Professora do Departamento de Letras e do Programa de Pós-Graduação em Literatura, Cultura e Contemporaneidade da PUC-Rio; Pesquisadora do CNPq; Cátedra Sergio Vieira de Mello Puc-Rio

(Em parceria com Liana Biar, PUC-Rio; Carolina Moulin, UFMG; Mariana Braga, PUC-Rio)

Introdução: As reflexões que apresentamos neste texto se inserem no âmbito de um projeto de pesquisa inter e transdisciplinar, conduzido pela Cátedra Sérgio Vieira de Melo da PUC-Rio, um dos 22 braços acadêmicos1 conveniados a Agência da ONU para Refugiados no Brasil (ACNUR), que se dedica a observar qualitativamente a presença e circulação de populações refugiadas e solicitantes de refúgio de origem venezuelana no Brasil, com foco nos atores envolvidos na recepção e acolhimento dessa população e nas tensões e pontos críticos das dinâmicas de deslocamento e acolhida. Empreendemos trabalho de campo em fevereiro de 2019, a segunda de três incursões realizadas pela referida Cátedra até o momento, concentrando-nos em três dos abrigos da Operação Acolhida que mantêm uma população infantil: Jardim Floresta, São Vicente e Pintolândia2. A empreitada foi dupla: ao mesmo tempo em que estivemos lá para conduzir, junto à equipe gestora dos abrigos, uma proposta de colaboração pedagógica, baseada em literatura infantil, atividades lúdicas e contação de histórias, realizamos, em meio à participação nessas atividades, observações de inspiração etnográfica sobre os jogos e brincadeiras que tomavam lugar nos espaços coletivos dos abrigos. Os dados gerados ao longo de uma semana de observação participante incluem notas de campo, fotografias de espaços de jogos e brincadeiras e entrevistas qualitativas, gravadas em áudio, com crianças, adolescentes e membros da equipe de educadoras dos abrigos.

# Enunciado
Copie literalmente a parte do trecho fornecido que começa em "Professora do Departamento" e vai até "Mariana Braga, PUC-Rio)", incluindo ambas as passagens.

# Informações fornecidas
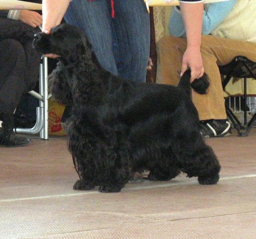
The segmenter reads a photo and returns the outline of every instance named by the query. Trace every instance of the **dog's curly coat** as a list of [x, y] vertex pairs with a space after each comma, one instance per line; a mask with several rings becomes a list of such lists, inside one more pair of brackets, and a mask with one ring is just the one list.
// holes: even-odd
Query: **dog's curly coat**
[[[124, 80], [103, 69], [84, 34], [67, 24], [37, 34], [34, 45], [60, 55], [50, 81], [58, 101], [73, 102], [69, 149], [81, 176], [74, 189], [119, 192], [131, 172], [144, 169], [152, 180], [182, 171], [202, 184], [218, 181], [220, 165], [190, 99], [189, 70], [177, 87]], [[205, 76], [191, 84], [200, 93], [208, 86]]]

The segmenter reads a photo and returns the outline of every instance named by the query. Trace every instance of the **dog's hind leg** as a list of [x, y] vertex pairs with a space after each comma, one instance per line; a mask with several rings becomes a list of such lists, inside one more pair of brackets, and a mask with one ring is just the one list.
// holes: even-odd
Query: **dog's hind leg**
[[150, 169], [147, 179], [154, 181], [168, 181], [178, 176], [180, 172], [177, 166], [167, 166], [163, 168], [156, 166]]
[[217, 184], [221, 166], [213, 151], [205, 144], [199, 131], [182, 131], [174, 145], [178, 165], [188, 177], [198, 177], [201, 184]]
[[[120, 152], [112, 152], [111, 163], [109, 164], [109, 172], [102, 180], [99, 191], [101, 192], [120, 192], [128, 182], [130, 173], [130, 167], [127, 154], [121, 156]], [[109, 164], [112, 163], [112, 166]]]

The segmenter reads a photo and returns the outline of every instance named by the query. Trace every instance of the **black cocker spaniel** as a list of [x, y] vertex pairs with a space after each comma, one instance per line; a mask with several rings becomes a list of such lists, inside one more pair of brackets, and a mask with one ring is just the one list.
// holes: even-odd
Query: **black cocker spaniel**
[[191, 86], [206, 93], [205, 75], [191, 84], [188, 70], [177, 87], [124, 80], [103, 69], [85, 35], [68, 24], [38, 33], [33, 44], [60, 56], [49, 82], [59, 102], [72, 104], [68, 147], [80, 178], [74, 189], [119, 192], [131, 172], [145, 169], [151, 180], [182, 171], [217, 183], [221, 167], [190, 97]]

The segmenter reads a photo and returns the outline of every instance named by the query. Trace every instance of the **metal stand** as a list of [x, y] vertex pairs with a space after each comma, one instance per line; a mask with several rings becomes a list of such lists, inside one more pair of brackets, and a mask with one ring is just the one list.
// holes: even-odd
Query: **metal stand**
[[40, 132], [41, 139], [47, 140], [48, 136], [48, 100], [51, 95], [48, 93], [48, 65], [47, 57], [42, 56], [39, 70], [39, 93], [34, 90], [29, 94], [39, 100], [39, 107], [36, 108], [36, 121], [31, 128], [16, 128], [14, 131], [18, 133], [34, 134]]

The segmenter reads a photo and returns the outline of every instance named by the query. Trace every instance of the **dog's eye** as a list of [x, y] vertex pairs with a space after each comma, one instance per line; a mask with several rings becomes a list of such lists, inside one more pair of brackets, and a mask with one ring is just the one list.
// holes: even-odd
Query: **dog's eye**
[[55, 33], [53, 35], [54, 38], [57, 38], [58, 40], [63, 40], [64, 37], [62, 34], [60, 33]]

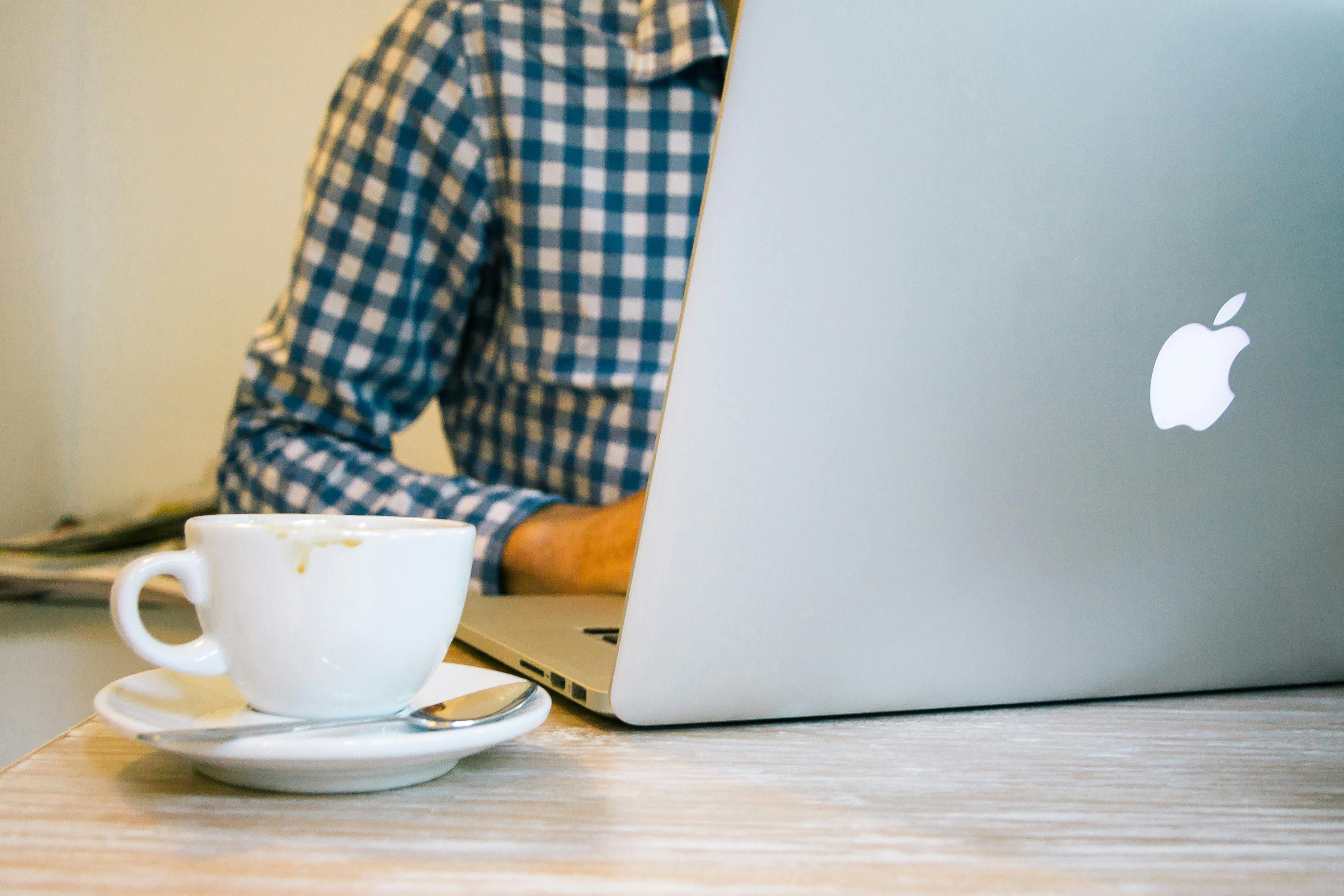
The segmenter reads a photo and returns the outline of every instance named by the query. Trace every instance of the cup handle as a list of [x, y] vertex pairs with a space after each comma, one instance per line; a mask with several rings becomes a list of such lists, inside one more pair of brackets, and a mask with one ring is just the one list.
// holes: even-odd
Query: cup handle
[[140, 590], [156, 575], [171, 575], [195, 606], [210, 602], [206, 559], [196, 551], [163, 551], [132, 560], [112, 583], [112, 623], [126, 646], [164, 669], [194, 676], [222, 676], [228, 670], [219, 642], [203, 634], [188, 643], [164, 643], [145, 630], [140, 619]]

# Resposta
Professora do Departamento de Letras e do Programa de Pós-Graduação em Literatura, Cultura e Contemporaneidade da PUC-Rio; Pesquisadora do CNPq; Cátedra Sergio Vieira de Mello Puc-Rio

(Em parceria com Liana Biar, PUC-Rio; Carolina Moulin, UFMG; Mariana Braga, PUC-Rio)